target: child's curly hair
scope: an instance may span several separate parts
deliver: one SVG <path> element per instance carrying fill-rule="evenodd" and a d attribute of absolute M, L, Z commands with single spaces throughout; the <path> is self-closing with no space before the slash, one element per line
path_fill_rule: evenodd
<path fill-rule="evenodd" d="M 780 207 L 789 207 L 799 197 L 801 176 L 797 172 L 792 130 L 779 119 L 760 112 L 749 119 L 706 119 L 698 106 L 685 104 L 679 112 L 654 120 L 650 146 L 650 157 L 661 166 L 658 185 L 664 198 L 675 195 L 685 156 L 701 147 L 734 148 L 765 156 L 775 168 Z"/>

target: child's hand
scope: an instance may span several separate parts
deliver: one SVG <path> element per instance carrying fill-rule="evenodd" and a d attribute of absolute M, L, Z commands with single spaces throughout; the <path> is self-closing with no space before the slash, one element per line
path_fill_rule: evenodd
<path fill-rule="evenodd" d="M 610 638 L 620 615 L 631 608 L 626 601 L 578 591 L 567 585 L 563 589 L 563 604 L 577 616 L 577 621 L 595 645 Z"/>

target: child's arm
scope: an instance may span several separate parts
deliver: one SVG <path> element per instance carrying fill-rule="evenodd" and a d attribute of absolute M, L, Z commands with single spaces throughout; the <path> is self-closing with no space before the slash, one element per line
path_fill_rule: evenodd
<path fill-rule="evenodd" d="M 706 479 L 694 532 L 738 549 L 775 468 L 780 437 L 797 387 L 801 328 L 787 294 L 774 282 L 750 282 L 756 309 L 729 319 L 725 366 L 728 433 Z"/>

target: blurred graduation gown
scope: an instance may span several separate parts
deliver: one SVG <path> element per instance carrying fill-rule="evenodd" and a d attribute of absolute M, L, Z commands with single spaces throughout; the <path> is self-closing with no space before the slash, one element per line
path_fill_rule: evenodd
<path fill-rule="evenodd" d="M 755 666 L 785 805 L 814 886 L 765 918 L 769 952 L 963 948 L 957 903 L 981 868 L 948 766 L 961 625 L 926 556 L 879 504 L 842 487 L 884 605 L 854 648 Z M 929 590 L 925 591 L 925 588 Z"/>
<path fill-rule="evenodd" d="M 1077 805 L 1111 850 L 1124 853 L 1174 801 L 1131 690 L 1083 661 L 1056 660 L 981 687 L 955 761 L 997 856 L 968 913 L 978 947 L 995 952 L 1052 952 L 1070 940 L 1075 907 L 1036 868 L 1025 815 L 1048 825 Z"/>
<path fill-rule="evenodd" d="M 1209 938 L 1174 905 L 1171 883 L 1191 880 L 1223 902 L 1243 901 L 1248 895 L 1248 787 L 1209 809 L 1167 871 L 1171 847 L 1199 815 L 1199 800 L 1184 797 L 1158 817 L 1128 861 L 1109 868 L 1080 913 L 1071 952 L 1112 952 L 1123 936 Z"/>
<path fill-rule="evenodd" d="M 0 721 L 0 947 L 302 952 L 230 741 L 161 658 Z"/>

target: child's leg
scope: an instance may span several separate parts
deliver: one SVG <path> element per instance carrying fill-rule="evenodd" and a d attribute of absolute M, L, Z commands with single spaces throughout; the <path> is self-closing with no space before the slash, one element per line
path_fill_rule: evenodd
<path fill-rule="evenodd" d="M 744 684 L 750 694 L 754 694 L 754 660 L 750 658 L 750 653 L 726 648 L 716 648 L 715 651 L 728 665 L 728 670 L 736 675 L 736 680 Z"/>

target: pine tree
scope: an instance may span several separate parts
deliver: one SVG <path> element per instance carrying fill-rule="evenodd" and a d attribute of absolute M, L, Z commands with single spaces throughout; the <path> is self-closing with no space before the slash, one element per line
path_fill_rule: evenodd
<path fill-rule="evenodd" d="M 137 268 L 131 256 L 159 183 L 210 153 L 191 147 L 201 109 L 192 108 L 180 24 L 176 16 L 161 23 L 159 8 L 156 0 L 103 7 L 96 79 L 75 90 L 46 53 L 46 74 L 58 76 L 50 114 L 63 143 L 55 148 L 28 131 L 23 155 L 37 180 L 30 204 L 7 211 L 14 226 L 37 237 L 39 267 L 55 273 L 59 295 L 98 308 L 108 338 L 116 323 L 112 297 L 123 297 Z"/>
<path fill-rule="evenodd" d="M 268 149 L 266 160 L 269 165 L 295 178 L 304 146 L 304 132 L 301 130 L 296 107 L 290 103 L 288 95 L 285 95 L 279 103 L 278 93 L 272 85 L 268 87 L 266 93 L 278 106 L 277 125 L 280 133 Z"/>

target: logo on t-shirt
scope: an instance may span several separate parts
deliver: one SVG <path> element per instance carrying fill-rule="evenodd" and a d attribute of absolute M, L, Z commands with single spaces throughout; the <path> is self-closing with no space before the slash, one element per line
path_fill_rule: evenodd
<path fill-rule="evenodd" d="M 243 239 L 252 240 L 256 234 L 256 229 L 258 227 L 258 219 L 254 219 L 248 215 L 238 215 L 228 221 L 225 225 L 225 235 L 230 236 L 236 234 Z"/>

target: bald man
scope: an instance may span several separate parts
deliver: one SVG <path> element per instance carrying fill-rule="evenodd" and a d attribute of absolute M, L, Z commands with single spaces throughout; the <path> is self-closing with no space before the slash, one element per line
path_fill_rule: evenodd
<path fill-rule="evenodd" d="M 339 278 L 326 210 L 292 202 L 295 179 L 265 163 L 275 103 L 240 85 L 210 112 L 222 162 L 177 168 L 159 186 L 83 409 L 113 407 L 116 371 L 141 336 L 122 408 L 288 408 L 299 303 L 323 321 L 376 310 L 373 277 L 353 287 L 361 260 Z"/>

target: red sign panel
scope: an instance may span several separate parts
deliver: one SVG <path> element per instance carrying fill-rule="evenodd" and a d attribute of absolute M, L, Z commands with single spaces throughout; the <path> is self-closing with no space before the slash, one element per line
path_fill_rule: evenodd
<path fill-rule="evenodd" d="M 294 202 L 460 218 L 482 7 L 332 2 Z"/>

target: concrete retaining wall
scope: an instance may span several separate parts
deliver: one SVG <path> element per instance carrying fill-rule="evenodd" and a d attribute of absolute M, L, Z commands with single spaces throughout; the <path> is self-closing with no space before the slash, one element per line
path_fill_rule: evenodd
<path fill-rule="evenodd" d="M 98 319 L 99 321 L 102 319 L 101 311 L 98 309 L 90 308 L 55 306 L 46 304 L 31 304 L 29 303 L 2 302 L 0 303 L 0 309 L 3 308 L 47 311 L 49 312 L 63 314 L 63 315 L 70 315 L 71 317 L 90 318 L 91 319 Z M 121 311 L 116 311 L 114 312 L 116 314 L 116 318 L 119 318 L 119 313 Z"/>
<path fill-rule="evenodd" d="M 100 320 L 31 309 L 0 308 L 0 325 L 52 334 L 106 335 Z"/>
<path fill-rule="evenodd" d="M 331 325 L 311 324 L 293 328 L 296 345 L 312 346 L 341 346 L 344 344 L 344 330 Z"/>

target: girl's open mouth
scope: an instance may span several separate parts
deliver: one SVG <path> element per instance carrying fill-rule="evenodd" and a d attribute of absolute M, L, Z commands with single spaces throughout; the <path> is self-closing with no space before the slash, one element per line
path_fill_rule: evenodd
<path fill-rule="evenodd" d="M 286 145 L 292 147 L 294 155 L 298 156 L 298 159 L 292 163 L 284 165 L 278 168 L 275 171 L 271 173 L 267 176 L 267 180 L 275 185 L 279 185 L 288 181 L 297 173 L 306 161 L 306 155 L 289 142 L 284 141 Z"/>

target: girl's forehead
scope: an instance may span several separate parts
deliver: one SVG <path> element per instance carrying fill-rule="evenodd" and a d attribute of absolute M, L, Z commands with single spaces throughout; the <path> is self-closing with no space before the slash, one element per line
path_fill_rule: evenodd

**Aim**
Reproduce all of the data above verbatim, line for line, without altering any character.

**Task answer**
target: child's curly hair
scope: an instance may span several separate parts
deliver: one SVG <path> element per instance carrying fill-rule="evenodd" and a d attribute of absolute M, L, Z commands with single spaces throughout; the <path> is self-closing with no space before the slash, one element per line
path_fill_rule: evenodd
<path fill-rule="evenodd" d="M 780 207 L 789 207 L 799 197 L 801 176 L 797 172 L 792 130 L 779 119 L 760 112 L 749 119 L 706 119 L 698 106 L 685 104 L 679 112 L 654 120 L 650 146 L 650 157 L 661 166 L 658 185 L 664 198 L 675 195 L 685 156 L 701 147 L 734 148 L 765 156 L 775 168 Z"/>

target: child's hand
scope: an instance may span several separate parts
deliver: one SVG <path> element per instance carrying fill-rule="evenodd" and a d attribute of absolute M, L, Z commands with single spaces throughout; the <path> is self-closing with no space before the slash, one element per line
path_fill_rule: evenodd
<path fill-rule="evenodd" d="M 610 638 L 620 615 L 631 608 L 626 601 L 578 591 L 567 585 L 563 589 L 563 604 L 577 616 L 577 621 L 595 645 Z"/>

target: child's arm
scope: an instance may span several separate parts
deliver: one SVG <path> element per instance carrying fill-rule="evenodd" and a d attribute of absolute M, L, Z commands with single spaces throughout; the <path> is self-closing with no space before the slash, one element per line
path_fill_rule: evenodd
<path fill-rule="evenodd" d="M 706 479 L 694 532 L 738 549 L 775 468 L 780 437 L 797 387 L 801 328 L 787 294 L 774 282 L 750 282 L 756 309 L 729 319 L 725 366 L 728 433 Z"/>

target: blurred graduation gown
scope: an instance may span several separate parts
deliver: one SVG <path> element per instance carrying fill-rule="evenodd" and a d attribute of absolute M, L, Z commands with single spaces throughout; the <path> is self-closing with no space before the slash, one element per line
path_fill_rule: evenodd
<path fill-rule="evenodd" d="M 755 666 L 785 805 L 814 886 L 765 918 L 769 952 L 963 948 L 957 903 L 981 868 L 948 766 L 961 625 L 926 556 L 879 504 L 842 487 L 884 605 L 854 648 Z M 929 590 L 925 591 L 925 588 Z"/>
<path fill-rule="evenodd" d="M 1077 805 L 1111 850 L 1124 853 L 1174 801 L 1131 690 L 1083 661 L 1056 660 L 981 687 L 955 761 L 997 856 L 968 913 L 978 947 L 995 952 L 1052 952 L 1070 940 L 1075 907 L 1036 868 L 1025 815 L 1048 825 Z"/>
<path fill-rule="evenodd" d="M 1209 938 L 1174 905 L 1171 883 L 1191 880 L 1223 902 L 1243 901 L 1248 895 L 1248 787 L 1209 809 L 1167 871 L 1171 847 L 1199 815 L 1199 800 L 1184 797 L 1158 817 L 1128 861 L 1109 868 L 1080 913 L 1071 952 L 1112 952 L 1123 936 Z"/>
<path fill-rule="evenodd" d="M 0 721 L 0 947 L 302 952 L 230 741 L 161 658 Z"/>

target: child's leg
scope: an instance may span several separate parts
deliver: one SVG <path> element per instance carrying fill-rule="evenodd" and a d attribute of absolute M, L, Z commands with single spaces throughout; the <path> is self-closing with no space before the slash, one element per line
path_fill_rule: evenodd
<path fill-rule="evenodd" d="M 744 684 L 750 694 L 754 694 L 754 660 L 750 658 L 750 653 L 726 648 L 716 648 L 715 651 L 728 665 L 728 670 L 736 675 L 736 680 Z"/>

target: pine tree
scope: an instance may span several separate parts
deliver: one SVG <path> element per instance carrying fill-rule="evenodd" and a d attribute of absolute M, L, Z commands with single spaces throughout; the <path> is self-closing with no space before the slash, one element per line
path_fill_rule: evenodd
<path fill-rule="evenodd" d="M 137 268 L 131 256 L 159 183 L 210 153 L 191 147 L 201 109 L 192 108 L 180 24 L 176 16 L 161 23 L 159 8 L 156 0 L 103 7 L 96 79 L 75 90 L 46 53 L 46 74 L 58 76 L 50 114 L 63 143 L 55 148 L 28 131 L 23 155 L 37 180 L 30 204 L 7 211 L 14 226 L 37 237 L 39 267 L 55 273 L 59 295 L 98 308 L 108 338 L 116 323 L 112 297 L 123 297 Z"/>
<path fill-rule="evenodd" d="M 268 149 L 266 160 L 269 165 L 295 178 L 304 146 L 304 132 L 301 130 L 296 107 L 290 103 L 288 95 L 285 95 L 279 103 L 278 93 L 272 85 L 268 87 L 266 93 L 278 106 L 277 125 L 280 133 Z"/>

target: logo on t-shirt
scope: an instance may span several separate parts
deliver: one SVG <path> element per instance carrying fill-rule="evenodd" and a d attribute of absolute M, L, Z commands with single spaces throughout; the <path> is self-closing with no space before the slash, one element per line
path_fill_rule: evenodd
<path fill-rule="evenodd" d="M 243 239 L 252 240 L 256 234 L 256 229 L 258 227 L 258 219 L 254 219 L 248 215 L 238 215 L 228 221 L 225 225 L 225 235 L 230 236 L 236 234 Z"/>

target: bald man
scope: an instance may span several separate parts
deliver: one SVG <path> element per instance carrying fill-rule="evenodd" and a d attribute of absolute M, L, Z commands with single spaces throughout; the <path> is self-closing with no space before the slash, one element per line
path_fill_rule: evenodd
<path fill-rule="evenodd" d="M 339 278 L 326 210 L 292 202 L 295 179 L 265 163 L 275 103 L 240 85 L 210 112 L 222 162 L 177 168 L 159 186 L 83 409 L 113 407 L 116 371 L 141 336 L 122 408 L 288 408 L 299 303 L 323 321 L 376 310 L 373 277 L 353 287 L 361 260 Z"/>

target: red sign panel
scope: an instance may span several separate parts
deliver: one SVG <path> element per instance carrying fill-rule="evenodd" and a d attribute of absolute M, L, Z commands with single spaces throughout; the <path> is self-closing with no space before the slash, one element per line
path_fill_rule: evenodd
<path fill-rule="evenodd" d="M 294 202 L 460 218 L 482 7 L 332 2 Z"/>

target: concrete retaining wall
scope: an instance may span several separate parts
deliver: one SVG <path> element per instance carrying fill-rule="evenodd" and a d attribute of absolute M, L, Z commands with single spaces throughout; the <path> is self-closing with no space before the slash, one element per line
path_fill_rule: evenodd
<path fill-rule="evenodd" d="M 98 319 L 99 321 L 102 319 L 101 311 L 98 309 L 90 308 L 55 306 L 46 304 L 31 304 L 29 303 L 2 302 L 0 303 L 0 309 L 3 308 L 47 311 L 49 312 L 63 314 L 63 315 L 70 315 L 71 317 L 90 318 L 91 319 Z M 121 311 L 116 311 L 114 312 L 116 314 L 116 318 L 119 318 L 119 313 Z"/>
<path fill-rule="evenodd" d="M 100 320 L 31 309 L 0 308 L 0 325 L 52 334 L 106 335 Z"/>
<path fill-rule="evenodd" d="M 331 325 L 311 324 L 293 328 L 296 345 L 312 346 L 341 346 L 344 344 L 344 330 Z"/>

target: girl's open mouth
scope: an instance may span several separate parts
deliver: one SVG <path> element per instance carrying fill-rule="evenodd" and a d attribute of absolute M, L, Z commands with single spaces throughout; the <path> is self-closing with no space before the slash, one element per line
path_fill_rule: evenodd
<path fill-rule="evenodd" d="M 286 145 L 292 147 L 294 155 L 298 156 L 298 159 L 292 163 L 284 165 L 278 168 L 275 171 L 271 173 L 267 176 L 267 180 L 275 185 L 279 185 L 288 181 L 297 173 L 306 161 L 306 155 L 289 142 L 284 141 Z"/>

target: girl's forehead
scope: an instance may span several separate parts
deliver: one SVG <path> element per instance carrying fill-rule="evenodd" and a d attribute of absolute M, L, Z commands with single spaces throughout; the <path> is self-closing with no space before the slash, one element per line
path_fill_rule: evenodd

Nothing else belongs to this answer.